* [Text]:
Meeting a Psychologist or Psychiatrist to Treat PTSD

Which health care provider is appropriate?

Group therapy session
Tom Merton/Tom Merton/Getty Images

There are a number of different types of treatment providers that can diagnose and treat PTSD, such as psychiatrists and psychologists. Learn how to distinguish between these two to determine which professional is right for you.

Psychologists

Psychologists are people who have either a Ph.D. (Doctor of Philosophy) or a Psy.D (Doctor of Psychology) in a field such as clinical or counseling psychology.

In some cases, a psychologist may have an Ed.D. (Doctor of Education).

To get a Ph.D., Psy.D., or Ed.D., a person must go to graduate school. Graduate programs in clinical or counseling psychology usually last about five to six years. During that time, psychologists receive extensive training in the assessment and treatment of various psychological disorders.

Depending on the type of training received, each psychologist is going to have his own beliefs and ideas about the origins of psychological disorders and how to treat them. These beliefs and ideas are generally referred to as an "orientation."

In meeting with a psychologist, you want to first make sure he is licensed by the state in which he is practicing. You may also want to ask about his professional orientation. It can also be important to ask about his training and area of expertise to make sure he's a good fit for you.

Moreover, don't forget the importance of having a personal connection with a mental health provider.

Even if a psychologist is perfectly qualified doesn't mean he is the right provider for you.

Psychiatrists

Psychiatrists are people who have an M.D. (Doctor of Medicine) that have decided to specialize in the treatment of mental illness. Psychiatrists have been to medical school.

Like psychologists, psychiatrists also receive extensive training in the assessment and treatment of various psychological disorders.

They are also going to have their own beliefs and ideas about the origins of psychological disorders and how to treat them.

Items from a dataset:
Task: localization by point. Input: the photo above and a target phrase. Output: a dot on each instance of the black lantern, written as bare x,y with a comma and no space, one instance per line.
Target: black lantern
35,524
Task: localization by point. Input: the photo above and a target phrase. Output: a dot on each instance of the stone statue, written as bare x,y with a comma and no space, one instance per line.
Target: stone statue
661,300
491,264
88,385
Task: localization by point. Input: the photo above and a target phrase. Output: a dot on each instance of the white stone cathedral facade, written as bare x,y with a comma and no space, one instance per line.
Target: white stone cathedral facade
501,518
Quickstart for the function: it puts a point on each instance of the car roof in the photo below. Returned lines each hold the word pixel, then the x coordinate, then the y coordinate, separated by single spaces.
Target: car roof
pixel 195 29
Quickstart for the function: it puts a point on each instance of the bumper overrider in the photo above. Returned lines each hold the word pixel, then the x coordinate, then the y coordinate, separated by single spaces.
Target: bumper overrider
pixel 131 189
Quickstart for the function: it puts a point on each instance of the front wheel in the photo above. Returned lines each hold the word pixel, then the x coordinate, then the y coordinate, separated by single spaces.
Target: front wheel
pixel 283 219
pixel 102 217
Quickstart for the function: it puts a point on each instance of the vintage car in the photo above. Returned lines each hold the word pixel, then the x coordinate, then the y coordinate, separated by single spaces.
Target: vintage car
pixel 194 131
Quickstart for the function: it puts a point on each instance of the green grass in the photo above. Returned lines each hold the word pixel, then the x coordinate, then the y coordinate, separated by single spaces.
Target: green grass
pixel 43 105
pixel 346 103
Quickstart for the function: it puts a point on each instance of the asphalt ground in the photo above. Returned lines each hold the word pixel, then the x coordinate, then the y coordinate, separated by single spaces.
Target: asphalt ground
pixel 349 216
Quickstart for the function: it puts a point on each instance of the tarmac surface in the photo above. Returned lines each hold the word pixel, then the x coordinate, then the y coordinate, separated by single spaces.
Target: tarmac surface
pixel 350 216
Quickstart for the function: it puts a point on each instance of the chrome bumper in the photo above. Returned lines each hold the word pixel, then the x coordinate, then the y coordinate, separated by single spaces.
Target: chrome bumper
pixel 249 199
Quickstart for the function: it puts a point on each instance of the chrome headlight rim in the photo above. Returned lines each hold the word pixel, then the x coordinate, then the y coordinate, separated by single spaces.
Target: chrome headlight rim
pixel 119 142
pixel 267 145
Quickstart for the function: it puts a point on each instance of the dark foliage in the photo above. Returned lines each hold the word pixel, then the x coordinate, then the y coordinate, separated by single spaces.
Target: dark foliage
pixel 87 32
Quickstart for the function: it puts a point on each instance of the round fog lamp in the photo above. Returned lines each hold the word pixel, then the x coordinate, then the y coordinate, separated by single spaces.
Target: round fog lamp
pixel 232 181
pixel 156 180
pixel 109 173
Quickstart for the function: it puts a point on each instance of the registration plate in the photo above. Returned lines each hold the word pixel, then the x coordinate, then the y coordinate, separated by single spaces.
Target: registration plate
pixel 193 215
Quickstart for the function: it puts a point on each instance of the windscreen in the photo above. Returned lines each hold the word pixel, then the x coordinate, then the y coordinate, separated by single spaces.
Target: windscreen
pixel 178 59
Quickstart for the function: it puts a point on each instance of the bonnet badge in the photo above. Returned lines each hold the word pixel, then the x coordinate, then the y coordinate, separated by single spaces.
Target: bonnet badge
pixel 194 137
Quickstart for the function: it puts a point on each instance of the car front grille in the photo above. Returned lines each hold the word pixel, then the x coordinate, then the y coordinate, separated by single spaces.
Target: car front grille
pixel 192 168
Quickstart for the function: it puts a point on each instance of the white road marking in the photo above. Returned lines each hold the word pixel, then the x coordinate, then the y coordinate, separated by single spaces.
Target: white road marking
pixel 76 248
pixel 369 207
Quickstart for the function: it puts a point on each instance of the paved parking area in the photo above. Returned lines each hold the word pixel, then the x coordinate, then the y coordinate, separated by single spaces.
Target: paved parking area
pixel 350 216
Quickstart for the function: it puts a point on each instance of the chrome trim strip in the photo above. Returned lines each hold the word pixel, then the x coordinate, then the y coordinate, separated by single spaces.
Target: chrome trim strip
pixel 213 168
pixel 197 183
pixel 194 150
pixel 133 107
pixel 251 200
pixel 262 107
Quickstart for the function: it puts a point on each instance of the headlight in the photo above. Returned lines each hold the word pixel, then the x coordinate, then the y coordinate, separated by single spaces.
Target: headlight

* [Set of tasks]:
- a) Do these statements agree with the text on PTSD providers? Answer yes or no for each, quoting the words of the text that decide it.
(i) Graduate programs in clinical or counseling psychology usually take about five to six years.
(ii) Psychiatrists have attended medical school.
(iii) A psychologist never holds an Ed.D.
- b) What does the text on PTSD providers state in answer to each of these?
(i) What term names a psychologist's beliefs and ideas about the origins and treatment of psychological disorders?
(ii) What degree do psychiatrists hold?
(iii) By what authority should a psychologist be licensed?
- c) Can you carry on the text on PTSD providers, starting after its last sentence?
This material has no connection to the text on PTSD providers.

* [Answers by item number]:
- a)
(i) Yes: "Graduate programs in clinical or counseling psychology usually last about five to six years."
(ii) Yes: "Psychiatrists have been to medical school."
(iii) No: "In some cases, a psychologist may have an Ed.D. (Doctor of Education)."

- b)
(i) An "orientation."
(ii) An M.D. (Doctor of Medicine).
(iii) The state in which he is practicing.

- c)
Many, although definitely not all, psychiatrists may follow a biological or disease model of mental illness. Unlike psychologists, psychiatrists are qualified to prescribe medication.

Other Mental Health Professionals

Some mental health professionals are not called "doctor." Some mental health professionals have a master's degree in social work, clinical psychology or counseling psychology. These individuals have also received training in the assessment and treatment of psychological disorders.

As with other mental health professionals, you will want to ask about their professional orientation, training and expertise and whether or not they are licensed to practice. Individuals with a master's degree who are licensed to treat psychological disorders will often have "LCSW" follow their name. This stands for licensed clinical social worker.

So Which Mental Health Provider Is Best?

There really is no good answer to this question.

The mental health professional that is best is the one who best fits your needs. Ask a lot of questions. Make sure that you feel comfortable with the person you are meeting with.

Do you agree with their treatment approach? Treatment requires sharing a lot of personal information with someone. Make sure that you trust and feel comfortable with the person you are meeting with.